**Your instructions:** Extract every line of the items below that contains the string "tree".

Rows from a pointing dataset
========================================================================
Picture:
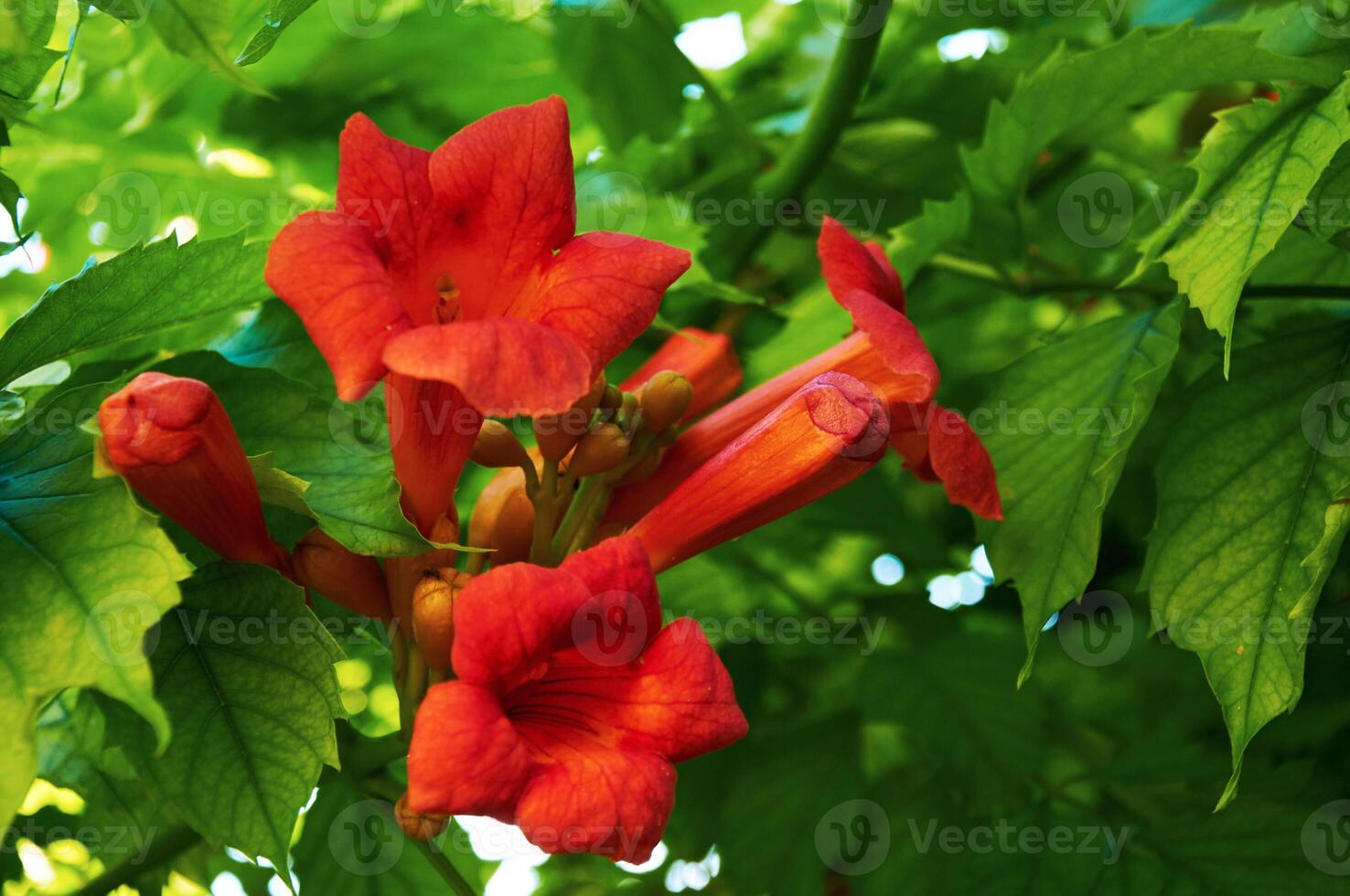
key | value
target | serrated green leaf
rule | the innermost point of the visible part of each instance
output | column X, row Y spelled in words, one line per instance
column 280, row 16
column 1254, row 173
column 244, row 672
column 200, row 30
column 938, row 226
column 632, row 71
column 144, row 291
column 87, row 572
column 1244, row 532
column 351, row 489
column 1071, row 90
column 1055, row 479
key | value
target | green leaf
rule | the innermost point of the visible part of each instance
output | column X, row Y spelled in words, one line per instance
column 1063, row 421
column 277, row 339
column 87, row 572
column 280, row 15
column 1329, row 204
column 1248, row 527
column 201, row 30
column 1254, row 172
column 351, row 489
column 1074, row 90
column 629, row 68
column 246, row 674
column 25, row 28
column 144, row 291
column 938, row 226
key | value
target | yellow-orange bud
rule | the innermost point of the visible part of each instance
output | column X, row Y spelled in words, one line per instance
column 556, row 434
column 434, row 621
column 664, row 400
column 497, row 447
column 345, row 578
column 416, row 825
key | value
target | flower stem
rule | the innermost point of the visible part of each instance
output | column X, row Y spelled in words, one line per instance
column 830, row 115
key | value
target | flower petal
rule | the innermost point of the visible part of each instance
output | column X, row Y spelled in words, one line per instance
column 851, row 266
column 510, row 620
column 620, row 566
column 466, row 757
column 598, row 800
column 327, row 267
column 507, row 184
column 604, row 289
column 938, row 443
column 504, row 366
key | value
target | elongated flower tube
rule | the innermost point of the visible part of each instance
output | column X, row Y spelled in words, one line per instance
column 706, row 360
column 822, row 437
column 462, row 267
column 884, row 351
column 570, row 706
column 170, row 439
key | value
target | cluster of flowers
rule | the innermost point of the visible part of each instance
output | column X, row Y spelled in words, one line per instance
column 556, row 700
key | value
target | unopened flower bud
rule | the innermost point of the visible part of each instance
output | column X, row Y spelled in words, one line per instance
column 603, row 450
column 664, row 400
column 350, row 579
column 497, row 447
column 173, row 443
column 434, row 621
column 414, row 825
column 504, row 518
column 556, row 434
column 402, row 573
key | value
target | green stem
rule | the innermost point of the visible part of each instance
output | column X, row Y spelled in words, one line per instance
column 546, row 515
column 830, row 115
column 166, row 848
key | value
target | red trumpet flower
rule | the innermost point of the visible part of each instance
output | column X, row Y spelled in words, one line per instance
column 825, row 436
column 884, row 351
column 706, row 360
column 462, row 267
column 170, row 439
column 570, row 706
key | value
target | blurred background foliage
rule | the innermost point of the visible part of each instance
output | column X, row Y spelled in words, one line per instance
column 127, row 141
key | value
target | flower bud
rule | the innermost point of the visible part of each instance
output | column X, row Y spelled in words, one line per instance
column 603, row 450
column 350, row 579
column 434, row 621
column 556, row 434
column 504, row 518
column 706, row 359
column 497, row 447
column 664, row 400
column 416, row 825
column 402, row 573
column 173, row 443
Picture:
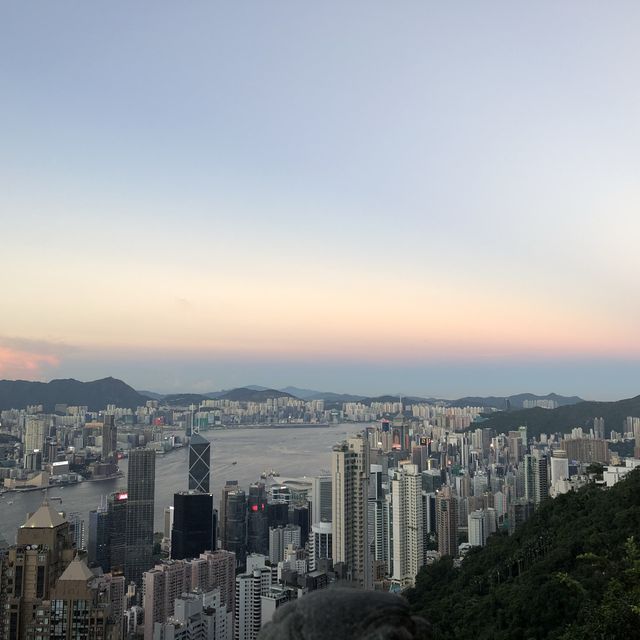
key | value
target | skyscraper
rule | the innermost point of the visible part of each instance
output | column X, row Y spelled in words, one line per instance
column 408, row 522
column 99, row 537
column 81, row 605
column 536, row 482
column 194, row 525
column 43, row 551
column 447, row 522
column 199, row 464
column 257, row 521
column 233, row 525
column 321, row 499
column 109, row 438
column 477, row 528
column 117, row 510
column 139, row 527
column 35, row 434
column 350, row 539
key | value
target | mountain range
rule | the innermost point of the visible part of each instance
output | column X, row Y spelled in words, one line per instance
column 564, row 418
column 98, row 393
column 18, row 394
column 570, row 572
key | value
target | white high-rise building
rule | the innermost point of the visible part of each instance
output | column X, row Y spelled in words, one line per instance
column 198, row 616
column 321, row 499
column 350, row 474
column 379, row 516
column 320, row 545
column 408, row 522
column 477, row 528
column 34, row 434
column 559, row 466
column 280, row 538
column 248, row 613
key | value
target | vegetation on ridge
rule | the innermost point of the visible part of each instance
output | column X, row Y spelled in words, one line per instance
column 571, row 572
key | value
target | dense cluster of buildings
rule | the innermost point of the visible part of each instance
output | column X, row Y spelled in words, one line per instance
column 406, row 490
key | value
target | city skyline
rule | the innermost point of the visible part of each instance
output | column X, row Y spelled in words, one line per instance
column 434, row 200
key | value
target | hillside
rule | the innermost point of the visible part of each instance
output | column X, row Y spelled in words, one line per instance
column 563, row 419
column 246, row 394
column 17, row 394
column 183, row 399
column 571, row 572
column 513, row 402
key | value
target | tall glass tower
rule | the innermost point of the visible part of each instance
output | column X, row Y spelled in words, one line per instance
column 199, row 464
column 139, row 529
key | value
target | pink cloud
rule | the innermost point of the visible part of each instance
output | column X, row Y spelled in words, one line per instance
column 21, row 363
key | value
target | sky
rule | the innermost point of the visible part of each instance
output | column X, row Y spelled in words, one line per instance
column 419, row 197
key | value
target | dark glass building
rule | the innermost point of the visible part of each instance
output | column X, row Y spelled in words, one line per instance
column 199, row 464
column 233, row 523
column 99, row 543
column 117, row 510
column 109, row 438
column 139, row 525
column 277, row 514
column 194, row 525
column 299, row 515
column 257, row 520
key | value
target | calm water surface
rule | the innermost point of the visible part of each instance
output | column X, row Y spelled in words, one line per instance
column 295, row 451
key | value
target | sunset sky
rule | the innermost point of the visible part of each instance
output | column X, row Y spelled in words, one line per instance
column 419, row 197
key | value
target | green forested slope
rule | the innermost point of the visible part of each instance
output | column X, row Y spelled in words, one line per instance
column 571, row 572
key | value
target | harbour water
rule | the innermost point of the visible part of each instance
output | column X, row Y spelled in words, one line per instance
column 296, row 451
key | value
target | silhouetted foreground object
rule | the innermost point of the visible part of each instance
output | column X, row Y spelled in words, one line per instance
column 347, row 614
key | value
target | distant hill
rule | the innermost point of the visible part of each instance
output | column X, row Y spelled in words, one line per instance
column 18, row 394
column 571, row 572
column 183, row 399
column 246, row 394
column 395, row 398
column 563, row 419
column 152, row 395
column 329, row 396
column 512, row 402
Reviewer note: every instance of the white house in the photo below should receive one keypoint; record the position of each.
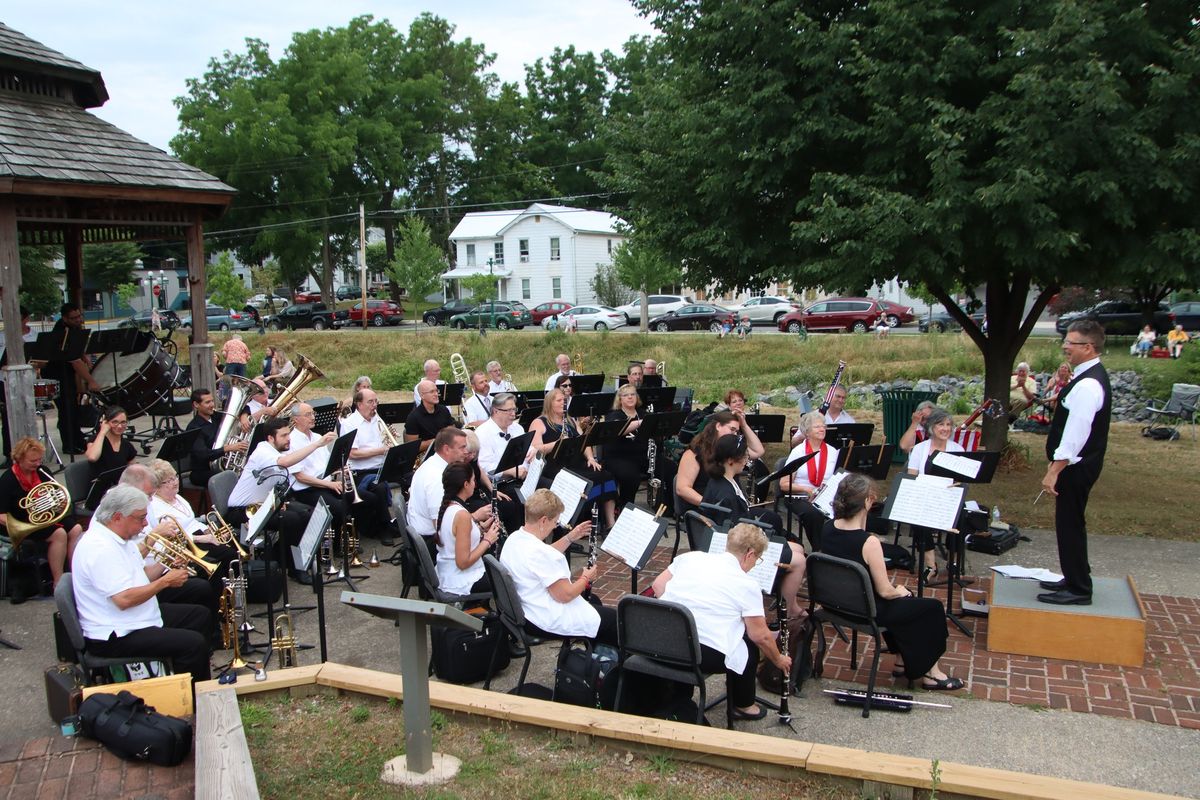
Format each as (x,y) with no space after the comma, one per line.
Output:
========================================================================
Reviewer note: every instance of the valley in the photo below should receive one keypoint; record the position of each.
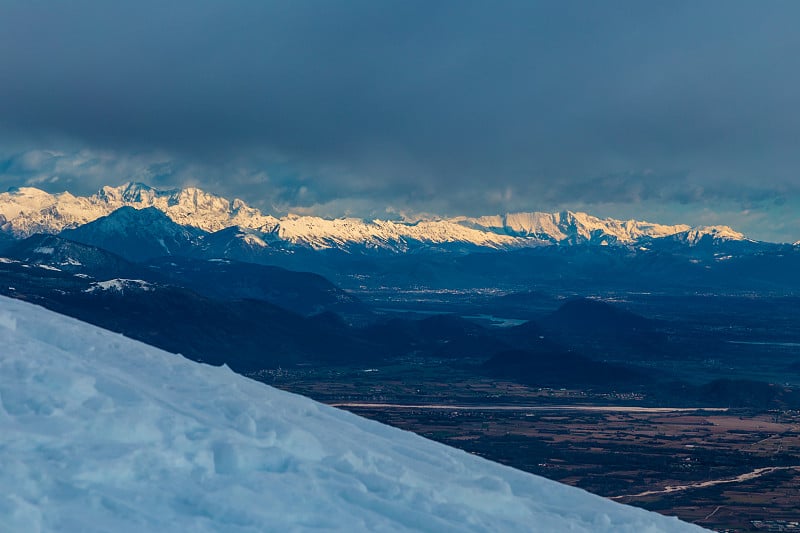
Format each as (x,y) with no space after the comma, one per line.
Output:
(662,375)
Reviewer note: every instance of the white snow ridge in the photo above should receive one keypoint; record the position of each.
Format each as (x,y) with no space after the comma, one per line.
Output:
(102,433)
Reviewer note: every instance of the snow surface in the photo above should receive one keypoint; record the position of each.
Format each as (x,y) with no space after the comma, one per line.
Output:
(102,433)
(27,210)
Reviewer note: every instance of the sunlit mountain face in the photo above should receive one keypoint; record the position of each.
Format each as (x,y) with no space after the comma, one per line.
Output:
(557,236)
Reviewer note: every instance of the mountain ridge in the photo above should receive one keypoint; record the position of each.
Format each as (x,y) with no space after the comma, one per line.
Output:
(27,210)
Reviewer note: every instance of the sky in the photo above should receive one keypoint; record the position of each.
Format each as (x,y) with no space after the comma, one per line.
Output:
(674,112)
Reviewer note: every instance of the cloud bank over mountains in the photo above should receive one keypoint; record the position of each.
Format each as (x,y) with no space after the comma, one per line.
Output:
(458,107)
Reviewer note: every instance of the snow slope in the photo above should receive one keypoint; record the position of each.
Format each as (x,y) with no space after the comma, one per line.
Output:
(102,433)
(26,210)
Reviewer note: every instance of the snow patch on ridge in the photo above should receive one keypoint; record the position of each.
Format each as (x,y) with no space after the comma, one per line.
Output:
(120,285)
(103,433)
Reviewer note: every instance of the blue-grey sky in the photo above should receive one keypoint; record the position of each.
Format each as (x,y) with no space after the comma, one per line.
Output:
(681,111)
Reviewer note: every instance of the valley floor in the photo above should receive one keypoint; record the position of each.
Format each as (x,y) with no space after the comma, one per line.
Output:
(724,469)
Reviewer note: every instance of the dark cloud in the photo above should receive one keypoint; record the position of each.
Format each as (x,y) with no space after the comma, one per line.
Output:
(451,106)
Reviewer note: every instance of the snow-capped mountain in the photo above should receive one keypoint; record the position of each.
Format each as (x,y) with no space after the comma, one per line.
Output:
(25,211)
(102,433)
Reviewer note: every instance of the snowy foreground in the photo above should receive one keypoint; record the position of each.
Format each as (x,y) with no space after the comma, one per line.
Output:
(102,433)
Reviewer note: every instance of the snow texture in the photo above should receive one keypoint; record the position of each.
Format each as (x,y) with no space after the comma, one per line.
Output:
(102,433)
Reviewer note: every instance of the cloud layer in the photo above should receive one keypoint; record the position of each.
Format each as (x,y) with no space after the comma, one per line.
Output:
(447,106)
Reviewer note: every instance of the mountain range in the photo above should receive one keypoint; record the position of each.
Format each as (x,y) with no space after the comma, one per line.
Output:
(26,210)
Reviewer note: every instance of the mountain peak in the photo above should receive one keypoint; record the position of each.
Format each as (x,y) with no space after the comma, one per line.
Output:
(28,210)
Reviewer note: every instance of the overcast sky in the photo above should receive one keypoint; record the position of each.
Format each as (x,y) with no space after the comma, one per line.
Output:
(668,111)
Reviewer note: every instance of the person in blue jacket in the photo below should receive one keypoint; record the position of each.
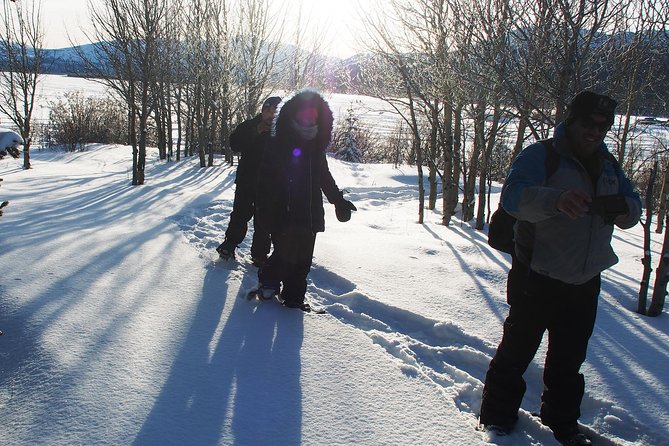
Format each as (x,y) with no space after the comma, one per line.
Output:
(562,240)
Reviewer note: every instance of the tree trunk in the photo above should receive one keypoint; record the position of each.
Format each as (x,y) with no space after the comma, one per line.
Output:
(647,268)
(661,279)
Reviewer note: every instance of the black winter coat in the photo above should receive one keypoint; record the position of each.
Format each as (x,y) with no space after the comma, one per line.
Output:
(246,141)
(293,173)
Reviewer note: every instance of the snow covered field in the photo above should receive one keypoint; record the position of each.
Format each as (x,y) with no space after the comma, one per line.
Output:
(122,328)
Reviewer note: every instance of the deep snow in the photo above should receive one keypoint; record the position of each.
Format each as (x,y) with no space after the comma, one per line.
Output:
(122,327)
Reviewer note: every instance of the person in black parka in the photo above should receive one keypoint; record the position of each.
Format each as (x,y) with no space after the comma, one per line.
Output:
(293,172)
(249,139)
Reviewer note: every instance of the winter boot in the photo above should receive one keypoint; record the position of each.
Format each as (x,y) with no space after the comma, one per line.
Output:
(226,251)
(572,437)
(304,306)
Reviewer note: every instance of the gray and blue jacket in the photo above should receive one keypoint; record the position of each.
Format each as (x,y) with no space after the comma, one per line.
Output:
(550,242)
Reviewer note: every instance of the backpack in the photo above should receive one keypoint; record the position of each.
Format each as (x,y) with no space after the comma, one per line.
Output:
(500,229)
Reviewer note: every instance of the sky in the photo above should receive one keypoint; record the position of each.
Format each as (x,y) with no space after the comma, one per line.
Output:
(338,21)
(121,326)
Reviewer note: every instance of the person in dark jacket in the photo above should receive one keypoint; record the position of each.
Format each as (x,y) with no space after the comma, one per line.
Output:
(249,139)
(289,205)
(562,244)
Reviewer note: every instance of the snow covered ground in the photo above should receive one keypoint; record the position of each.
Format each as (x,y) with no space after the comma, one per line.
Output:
========================================================================
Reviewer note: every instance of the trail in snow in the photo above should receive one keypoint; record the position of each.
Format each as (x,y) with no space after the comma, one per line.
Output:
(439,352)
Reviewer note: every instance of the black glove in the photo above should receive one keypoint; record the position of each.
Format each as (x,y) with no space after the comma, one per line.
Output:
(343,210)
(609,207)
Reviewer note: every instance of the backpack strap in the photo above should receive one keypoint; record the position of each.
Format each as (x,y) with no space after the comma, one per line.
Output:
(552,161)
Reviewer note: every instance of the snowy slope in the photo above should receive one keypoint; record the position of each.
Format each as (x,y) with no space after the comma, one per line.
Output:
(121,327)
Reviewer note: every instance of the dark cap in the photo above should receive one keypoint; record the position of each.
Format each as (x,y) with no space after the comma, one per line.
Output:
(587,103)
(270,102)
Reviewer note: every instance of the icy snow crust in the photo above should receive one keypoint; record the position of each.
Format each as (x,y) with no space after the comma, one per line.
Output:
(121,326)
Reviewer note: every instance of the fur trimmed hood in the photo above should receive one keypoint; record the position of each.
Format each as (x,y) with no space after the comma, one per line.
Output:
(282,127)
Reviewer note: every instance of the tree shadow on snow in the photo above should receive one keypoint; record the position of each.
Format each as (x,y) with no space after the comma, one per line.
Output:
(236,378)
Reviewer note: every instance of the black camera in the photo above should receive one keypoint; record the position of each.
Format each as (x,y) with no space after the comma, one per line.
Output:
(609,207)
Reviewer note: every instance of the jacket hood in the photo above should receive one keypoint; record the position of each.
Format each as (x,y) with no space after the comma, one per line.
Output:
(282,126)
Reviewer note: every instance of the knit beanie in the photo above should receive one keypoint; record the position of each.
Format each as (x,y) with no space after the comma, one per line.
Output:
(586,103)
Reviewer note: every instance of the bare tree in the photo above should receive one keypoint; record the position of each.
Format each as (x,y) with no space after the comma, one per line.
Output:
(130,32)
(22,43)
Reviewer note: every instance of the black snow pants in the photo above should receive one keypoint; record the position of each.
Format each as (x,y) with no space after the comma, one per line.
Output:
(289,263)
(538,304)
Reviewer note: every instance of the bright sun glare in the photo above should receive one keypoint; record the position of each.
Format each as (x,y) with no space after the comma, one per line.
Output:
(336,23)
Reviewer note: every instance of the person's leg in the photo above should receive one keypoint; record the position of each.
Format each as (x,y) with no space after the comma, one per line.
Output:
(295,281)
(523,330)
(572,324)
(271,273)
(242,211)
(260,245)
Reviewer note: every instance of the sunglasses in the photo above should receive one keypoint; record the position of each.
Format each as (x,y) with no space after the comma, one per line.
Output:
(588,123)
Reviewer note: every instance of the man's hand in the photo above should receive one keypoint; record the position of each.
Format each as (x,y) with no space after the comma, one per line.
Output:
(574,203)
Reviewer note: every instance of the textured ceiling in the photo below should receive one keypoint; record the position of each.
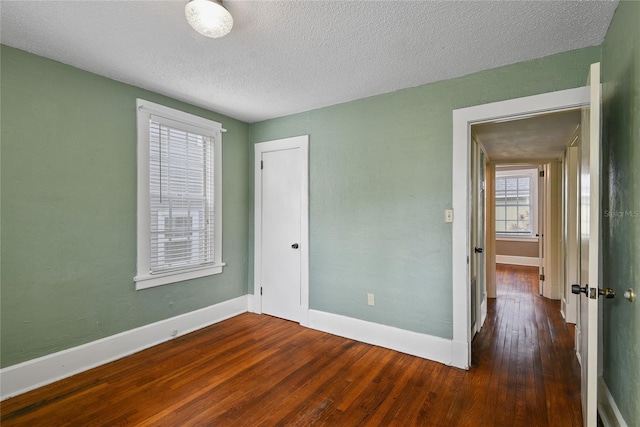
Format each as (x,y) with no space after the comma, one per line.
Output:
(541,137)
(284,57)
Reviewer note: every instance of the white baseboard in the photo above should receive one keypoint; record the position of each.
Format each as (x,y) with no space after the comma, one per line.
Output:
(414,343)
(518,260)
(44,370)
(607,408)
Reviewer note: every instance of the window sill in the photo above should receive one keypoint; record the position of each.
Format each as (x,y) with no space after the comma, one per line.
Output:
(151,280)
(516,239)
========================================================================
**Result for this task:**
Reviewer note: every instance of the tree trunk in the photo above should receive one keypoint; record the position of each.
Reviewer note: every instance of the tree shadow on snow in the photo above should receive one keypoint; record the position of each.
Reviewer note: every instance of the bare tree in the photo above should receive one keypoint; record the position of each.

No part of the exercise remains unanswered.